____ DATOS MOSTRADOS

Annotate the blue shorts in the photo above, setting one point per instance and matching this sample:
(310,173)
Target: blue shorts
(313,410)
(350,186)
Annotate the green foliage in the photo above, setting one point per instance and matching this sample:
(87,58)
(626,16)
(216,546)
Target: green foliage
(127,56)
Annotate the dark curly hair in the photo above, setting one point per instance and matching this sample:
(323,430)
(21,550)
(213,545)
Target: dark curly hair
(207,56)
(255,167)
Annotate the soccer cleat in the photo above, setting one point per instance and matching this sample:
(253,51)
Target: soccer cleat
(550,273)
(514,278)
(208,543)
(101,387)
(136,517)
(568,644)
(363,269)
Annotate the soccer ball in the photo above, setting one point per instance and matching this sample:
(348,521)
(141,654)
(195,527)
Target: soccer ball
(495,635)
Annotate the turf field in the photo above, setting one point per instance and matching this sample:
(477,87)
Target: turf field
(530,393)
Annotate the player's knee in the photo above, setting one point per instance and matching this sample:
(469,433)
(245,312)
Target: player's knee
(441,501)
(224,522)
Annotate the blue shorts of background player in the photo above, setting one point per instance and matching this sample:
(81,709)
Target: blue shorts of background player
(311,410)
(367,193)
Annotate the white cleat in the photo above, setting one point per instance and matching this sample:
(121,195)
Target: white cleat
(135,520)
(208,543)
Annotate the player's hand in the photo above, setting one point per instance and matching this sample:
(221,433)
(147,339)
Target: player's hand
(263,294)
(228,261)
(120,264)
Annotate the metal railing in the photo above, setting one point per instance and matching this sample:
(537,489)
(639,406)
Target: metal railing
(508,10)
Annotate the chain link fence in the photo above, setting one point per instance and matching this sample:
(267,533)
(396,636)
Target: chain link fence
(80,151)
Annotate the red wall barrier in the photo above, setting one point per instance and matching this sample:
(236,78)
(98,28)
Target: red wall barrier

________

◆ TU OBJETIVO:
Transcribe sin cambios las líneas que van desde la que contiene "Annotate the player's hand" hasta la última de las filas, ambas incluidas.

◆ TAREA COMPLETADA:
Annotate the player's hand in the photo above, setting one point per instance and matching this sample:
(221,433)
(147,339)
Target: player's hand
(263,294)
(228,261)
(120,264)
Annotate the metal railing in the photo above, setting one point per instance and matching this sample:
(537,489)
(639,406)
Target: metal railing
(508,10)
Annotate the chain link fence in the photo above, setting one point per instance and matching this sample:
(267,533)
(396,636)
Target: chain link fence
(80,151)
Annotate the red wall barrier in the photo above, setting one point per instance and matching this sample:
(236,78)
(98,28)
Target: red wall barrier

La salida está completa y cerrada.